§ 本文:
________________________________________

《懲役18年判決・横浜女子大生ストーカー殺人》「お腹をグーで…」元恋人が伊藤龍稀被告を断ち切れなかった背景に“暴力”と“脅し”「別れたらどうなるか知らないよ」「破局後もバイト先までつきまとい」
NEWSポストセブン / 2024年6月21日 21時0分
「理解し難い彼の娘への執着 度を越す愛情表現 監視し制限することにさえ そうしてしまう気持ちに 寄り添う努力をしながら何度も話し合ったことは無駄だった」(昨年7月公表された冨永さんの遺族コメントより一部抜粋)──あの痛ましい事件からまもなく1年が経とうとしている。2023年6月、大学生の冨永紗菜さん(当時18歳)を横浜市鶴見区の自宅マンションに不法侵入のうえ殺害した罪などに問われた、元交際相手の伊藤龍稀被告(23)。この事件をめぐり横浜地裁は6月21日、「強固な殺意に基づく犯行との非難を免れない」として伊藤被告に懲役18年の実刑判決を言い渡した。全国紙社会部記者が解説する。

________________________________________

§ 表示データ:
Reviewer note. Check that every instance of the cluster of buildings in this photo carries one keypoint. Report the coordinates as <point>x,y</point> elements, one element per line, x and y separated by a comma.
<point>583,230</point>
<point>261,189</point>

________________________________________

§ 練習問題:
**a)** 本文によると、横浜地裁は6月21日に伊藤被告へどのような判決を言い渡しましたか。
**b)** 横浜の事件を扱った本文の続きを、最後の文の後から書き進めなさい。

§ 解答:
**a)** 懲役18年の実刑判決です。

**b)**
「初公判の冒頭陳述で検察側は、犯行に使われた凶器を購入しようと量販店に車で向かう際、伊東被告が『必ず刺さないと。未遂で終わったら紗菜がハッピーなだけ』と話す様子が残されたドライブレコーダーの記録について説明。
その後17日に開かれた裁判では『いきなり首、胸、腹部を4回刺すなど強い殺意と計画性があった』とも指摘しており、検察側は被告に対し懲役20年を求刑していました。
一方の弁護側は、犯行が突発的なものであったのは自閉症スペクトラム症の影響があったとも主張。今回の判決を受けて遺族は『求刑通りの20年でも18年でも納得はできないです』とコメントしました」
伊藤被告の執着愛「どこへ行くにも許可が……」「別れるなら殺す」
10日に行われた初公判では冨永さんの両親も証言台に立ち、その中で父親は「どこに行くにも男の許可がないと怒られていた。私と食事に行くときも事前に確認をとっていた」と涙ながらに話している。
県警人身安全対策課の説明では、2021年10月から事件が起きた2023年6月にかけて、冨永さん本人や友人らから、伊藤被告のDV行為などに関する相談や通報が計4件ほど、寄せられていたという。前出・全国紙社会部記者が振り返る。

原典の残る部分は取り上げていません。